- [Task statement]: Reproduce the part of the POWER9 performance post between "One should make" and "for crypto primitives.", inclusive.

- [Quoted text]:
>> BEGIN

As already said POWER9 is "allergic" to mixing scalar and vector
instructions. And since you will always have scalar instructions in the
mix, most notably to calculate effective addresses, vector code is
effectively bound to perform suboptimally. It's just the way POWER9 is,
and complaining about it would be like complaining about weather. What
one can do is to calculate as much effective addresses as possible in
advance and group those instructions, as opposite to spreading them
throughout loop. And of course, if you rely on compiler intrinsics, you
are at compiler's mercy, and is not exactly in position to control
effective address calculations (and complain ;-).

>>> All algorithms show a similar slowdown. SHA is so slow I am
>>> considering disabling in-core crypto for SHA and going back to the
>>> integer unit.

While IBM screwed up vector-scalar mix, they did improve scalar
performance in POWER9, significantly[!]. So that the gap between between
vector and equivalent scalar implementations gets reduced from both
ends. I mean vector is slower, and scalar is faster, both in comparison
to POWER8 that is. And it's more so from scalar end. Properly optimized
(a.k.a. hand-written) vector SHA is faster than scalar, but by mere 12%,
so that if you let compiler calculate effective addresses, it shouldn't
come as surprise if vector turns out slower than scalar. And again, it's
just the way POWER9 is, just accept it.

>>> What is different about GCC135? Is the Power9 hardware really that slow?
>>
>> Generally no: https://www.ibm.com/downloads/cas/K90RQOW8

One should make distinction between multi-user/capacity suite-specific
benchmarks (like SPEC/SAP/Oracle/etc.) and cryptographic primitive
cycles-per-byte benchmarks for single thread on idle system. In addition
cryptographic algorithms are to certain degree special case even in
single-thread context, because they customarily have relatively short
dependencies between steps, which results on all kinds of special and
non-formalize-able relations between compiler (or assembler programmer)
and hardware :-) In other words better SPECrates are not guaranteed
indication of better cycles-per-byte for crypto primitives.

Cheers.

>> END

- [Items from a data source]:
>> BEGIN

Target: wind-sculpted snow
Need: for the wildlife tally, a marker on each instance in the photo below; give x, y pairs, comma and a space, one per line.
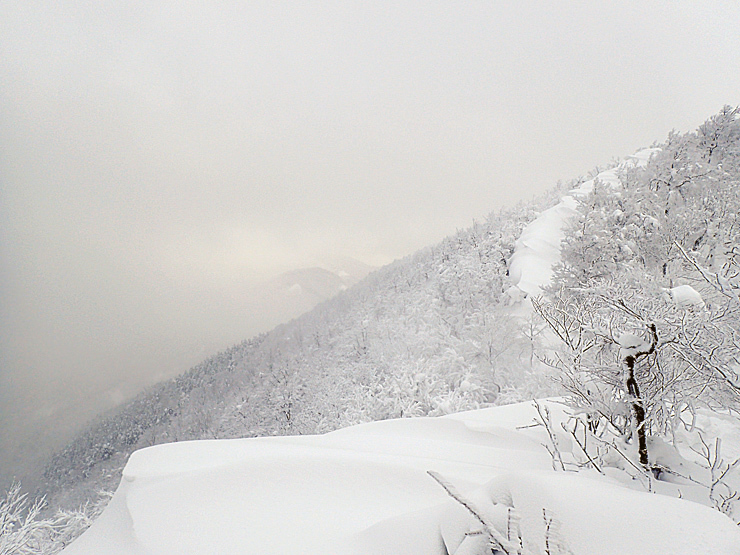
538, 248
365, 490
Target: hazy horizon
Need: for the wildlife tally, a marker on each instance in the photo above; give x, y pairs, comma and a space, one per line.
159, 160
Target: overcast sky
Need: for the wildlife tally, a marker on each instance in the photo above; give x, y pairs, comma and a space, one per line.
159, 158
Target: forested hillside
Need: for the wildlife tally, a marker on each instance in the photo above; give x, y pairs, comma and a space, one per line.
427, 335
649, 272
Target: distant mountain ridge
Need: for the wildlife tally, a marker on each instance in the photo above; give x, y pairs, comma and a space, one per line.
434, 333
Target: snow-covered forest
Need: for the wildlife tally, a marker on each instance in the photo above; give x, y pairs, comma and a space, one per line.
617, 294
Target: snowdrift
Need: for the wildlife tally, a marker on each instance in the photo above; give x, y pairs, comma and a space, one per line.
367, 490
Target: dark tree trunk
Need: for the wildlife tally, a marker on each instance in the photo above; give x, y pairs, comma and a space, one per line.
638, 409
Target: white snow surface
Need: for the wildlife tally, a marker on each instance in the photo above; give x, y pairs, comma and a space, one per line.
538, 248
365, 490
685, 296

>> END
>> BEGIN

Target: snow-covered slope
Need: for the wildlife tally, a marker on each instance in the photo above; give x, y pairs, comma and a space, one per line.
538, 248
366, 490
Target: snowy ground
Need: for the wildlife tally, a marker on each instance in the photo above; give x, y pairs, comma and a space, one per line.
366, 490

>> END

- [Task answer]:
One should make distinction between multi-user/capacity suite-specific
benchmarks (like SPEC/SAP/Oracle/etc.) and cryptographic primitive
cycles-per-byte benchmarks for single thread on idle system. In addition
cryptographic algorithms are to certain degree special case even in
single-thread context, because they customarily have relatively short
dependencies between steps, which results on all kinds of special and
non-formalize-able relations between compiler (or assembler programmer)
and hardware :-) In other words better SPECrates are not guaranteed
indication of better cycles-per-byte for crypto primitives.